Work to complete:
Print, word for word, the part of the forum thread that opens with the words containing "Talk about get" and closes with "of all this.".

Document section:
________________________________________

One more thing. You have not told us the things you do for him? Your H may be going somewhere else to get what he needs? 
My spouse was submissive and did what ever I ask and when I confronted her on her affairs her excuse was "I needed something for me" I had no clue I thought she was so loyal and she treated me like a king the whole time. 
Talk about get blind sided WOW!


----------



## DawnD (Sep 23, 2009)

Wow. That's all I can say. So, you basically have a temper tantrum everytime you don't get what you want. Yet, you are upset that the counselors you two see together take his "side". Lemme guess, everyone else is always wrong, you are always right? He should just kill himself trying to make you happy, even when it makes him miserable? If a man truly loves you and you truly love him you do things to make each other happy. You even admit that you want advice, but if it isn't what you want to hear, you aren't going to take it anyway. Hmmm. Something tells me you are going to have to learn to see past yourself before anything good can come of all this.


----------



## justonelife (Jul 29, 2010)

________________________________________

Records taken from a dataset
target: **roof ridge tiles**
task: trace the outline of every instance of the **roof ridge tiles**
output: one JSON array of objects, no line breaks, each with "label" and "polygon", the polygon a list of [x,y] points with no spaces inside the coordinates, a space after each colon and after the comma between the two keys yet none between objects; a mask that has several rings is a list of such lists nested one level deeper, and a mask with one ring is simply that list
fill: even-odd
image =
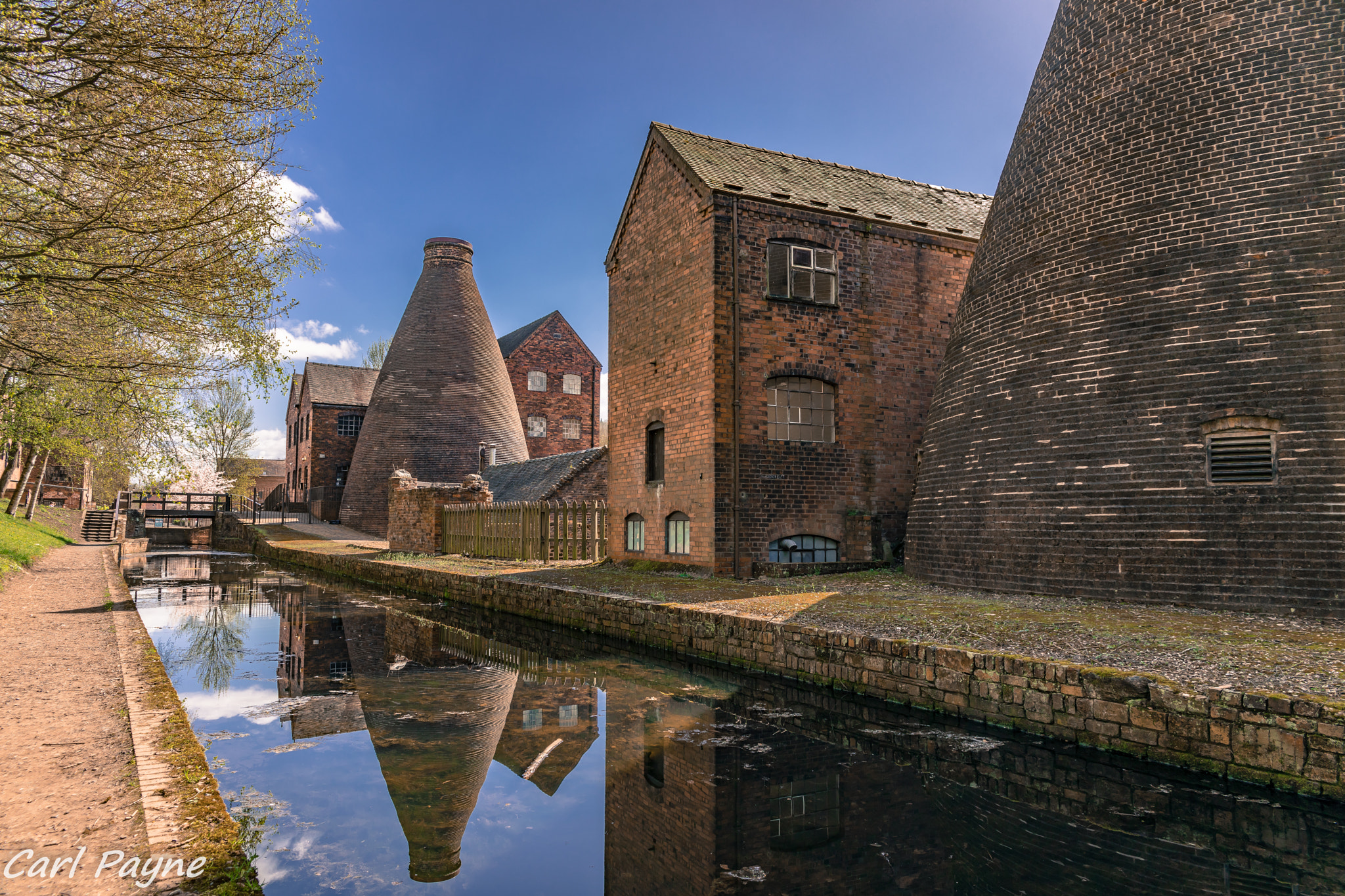
[{"label": "roof ridge tiles", "polygon": [[924,187],[925,189],[937,189],[946,193],[958,193],[959,196],[971,196],[972,199],[994,199],[993,193],[976,193],[970,189],[958,189],[956,187],[940,187],[937,184],[927,184],[923,180],[911,180],[909,177],[897,177],[896,175],[885,175],[881,171],[870,171],[868,168],[858,168],[855,165],[842,165],[838,161],[827,161],[826,159],[814,159],[812,156],[799,156],[792,152],[783,152],[780,149],[767,149],[765,146],[753,146],[752,144],[740,144],[736,140],[725,140],[724,137],[716,137],[713,134],[702,134],[695,130],[687,130],[686,128],[677,128],[675,125],[667,125],[662,121],[652,122],[656,128],[666,128],[668,130],[675,130],[682,134],[690,134],[693,137],[699,137],[701,140],[713,140],[714,142],[729,144],[730,146],[741,146],[742,149],[751,149],[752,152],[764,152],[772,156],[784,156],[785,159],[798,159],[799,161],[811,161],[819,165],[831,165],[833,168],[842,168],[845,171],[855,171],[863,175],[872,175],[873,177],[884,177],[886,180],[894,180],[900,184],[911,184],[912,187]]}]

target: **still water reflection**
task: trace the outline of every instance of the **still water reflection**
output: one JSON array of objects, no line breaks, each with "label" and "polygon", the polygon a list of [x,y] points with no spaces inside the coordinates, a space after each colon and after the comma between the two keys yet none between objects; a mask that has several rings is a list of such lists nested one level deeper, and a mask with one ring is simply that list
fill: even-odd
[{"label": "still water reflection", "polygon": [[266,893],[1334,893],[1345,811],[243,555],[136,602]]}]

________________________________________

Output:
Talk about get blind sided WOW!


----------



## DawnD (Sep 23, 2009)

Wow. That's all I can say. So, you basically have a temper tantrum everytime you don't get what you want. Yet, you are upset that the counselors you two see together take his "side". Lemme guess, everyone else is always wrong, you are always right? He should just kill himself trying to make you happy, even when it makes him miserable? If a man truly loves you and you truly love him you do things to make each other happy. You even admit that you want advice, but if it isn't what you want to hear, you aren't going to take it anyway. Hmmm. Something tells me you are going to have to learn to see past yourself before anything good can come of all this.